= EXERCISE PROMPT =
All of the records listed below should be retyped exactly.

(Pointing dataset excerpts)

^^^^^^^^^^^^^^^^

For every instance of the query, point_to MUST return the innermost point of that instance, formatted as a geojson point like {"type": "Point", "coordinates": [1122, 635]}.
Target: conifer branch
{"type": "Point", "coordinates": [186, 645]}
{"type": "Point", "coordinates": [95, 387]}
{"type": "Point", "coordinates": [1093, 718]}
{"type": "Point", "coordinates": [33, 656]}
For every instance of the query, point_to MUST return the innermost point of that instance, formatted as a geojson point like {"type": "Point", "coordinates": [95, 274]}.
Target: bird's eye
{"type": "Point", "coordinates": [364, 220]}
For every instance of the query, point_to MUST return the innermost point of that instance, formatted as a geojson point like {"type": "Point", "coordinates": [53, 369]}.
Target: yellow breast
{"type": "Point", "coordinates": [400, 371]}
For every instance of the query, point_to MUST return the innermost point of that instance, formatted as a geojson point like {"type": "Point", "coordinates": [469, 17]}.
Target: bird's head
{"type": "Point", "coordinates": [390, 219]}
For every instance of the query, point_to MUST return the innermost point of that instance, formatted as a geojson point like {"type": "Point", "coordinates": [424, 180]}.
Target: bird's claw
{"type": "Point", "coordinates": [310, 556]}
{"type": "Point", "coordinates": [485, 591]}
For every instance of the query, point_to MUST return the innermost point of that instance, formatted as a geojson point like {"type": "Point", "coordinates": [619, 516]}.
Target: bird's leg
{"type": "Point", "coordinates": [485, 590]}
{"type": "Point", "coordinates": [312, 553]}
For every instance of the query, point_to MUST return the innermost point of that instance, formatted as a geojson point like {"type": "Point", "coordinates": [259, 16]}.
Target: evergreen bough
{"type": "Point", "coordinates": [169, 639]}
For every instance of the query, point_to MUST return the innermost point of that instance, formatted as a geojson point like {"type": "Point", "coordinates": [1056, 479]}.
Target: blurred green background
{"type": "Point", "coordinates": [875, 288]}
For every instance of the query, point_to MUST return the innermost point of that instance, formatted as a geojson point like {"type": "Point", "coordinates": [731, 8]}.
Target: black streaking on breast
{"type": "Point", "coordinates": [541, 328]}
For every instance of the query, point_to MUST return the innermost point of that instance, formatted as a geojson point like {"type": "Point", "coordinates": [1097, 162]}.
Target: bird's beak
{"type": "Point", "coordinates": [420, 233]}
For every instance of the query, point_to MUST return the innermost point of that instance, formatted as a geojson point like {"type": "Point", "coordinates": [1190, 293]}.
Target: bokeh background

^^^^^^^^^^^^^^^^

= RESULT FOR THIS EXERCISE =
For every instance of the query, point_to MUST return the innermost point of that instance, formatted as a geojson point like {"type": "Point", "coordinates": [1122, 635]}.
Target: conifer branch
{"type": "Point", "coordinates": [186, 645]}
{"type": "Point", "coordinates": [95, 387]}
{"type": "Point", "coordinates": [1093, 718]}
{"type": "Point", "coordinates": [33, 656]}
For every instance of the query, point_to MUST return the innermost point of that instance, formatted as a geojson point like {"type": "Point", "coordinates": [95, 274]}.
Target: bird's eye
{"type": "Point", "coordinates": [364, 220]}
For every instance of the query, point_to MUST return the innermost point of that instance, formatted as a geojson point like {"type": "Point", "coordinates": [53, 369]}.
Target: yellow breast
{"type": "Point", "coordinates": [400, 371]}
For every instance of the query, point_to MUST return the innermost point of that instance, formatted as a geojson point like {"type": "Point", "coordinates": [469, 17]}.
Target: bird's head
{"type": "Point", "coordinates": [390, 219]}
For every instance of the query, point_to MUST return the innermost point of that instance, formatted as a geojson point like {"type": "Point", "coordinates": [424, 180]}.
Target: bird's claw
{"type": "Point", "coordinates": [310, 556]}
{"type": "Point", "coordinates": [485, 591]}
For every instance of the query, point_to MUST return the innermost point of that instance, formatted as a geojson point like {"type": "Point", "coordinates": [619, 516]}.
Target: bird's leg
{"type": "Point", "coordinates": [485, 590]}
{"type": "Point", "coordinates": [312, 553]}
For every instance of the query, point_to MUST return the innermost point of that instance, formatted as a geojson point like {"type": "Point", "coordinates": [259, 16]}.
Target: evergreen bough
{"type": "Point", "coordinates": [169, 639]}
For every instance of the query, point_to MUST return the innermost point of that instance, formatted as a geojson point like {"type": "Point", "coordinates": [1056, 479]}.
Target: blurred green background
{"type": "Point", "coordinates": [875, 288]}
For every instance of the query, point_to MUST return the innermost point of that instance, formatted as a geojson point like {"type": "Point", "coordinates": [731, 8]}.
Target: black streaking on breast
{"type": "Point", "coordinates": [541, 328]}
For every instance of the query, point_to MUST return the innermost point of that instance, formatted as a geojson point like {"type": "Point", "coordinates": [1097, 162]}.
Target: bird's beak
{"type": "Point", "coordinates": [420, 233]}
For every instance of the query, point_to MUST return the innermost point of that instance, formatted as a geojson point like {"type": "Point", "coordinates": [1190, 293]}.
Target: bokeh background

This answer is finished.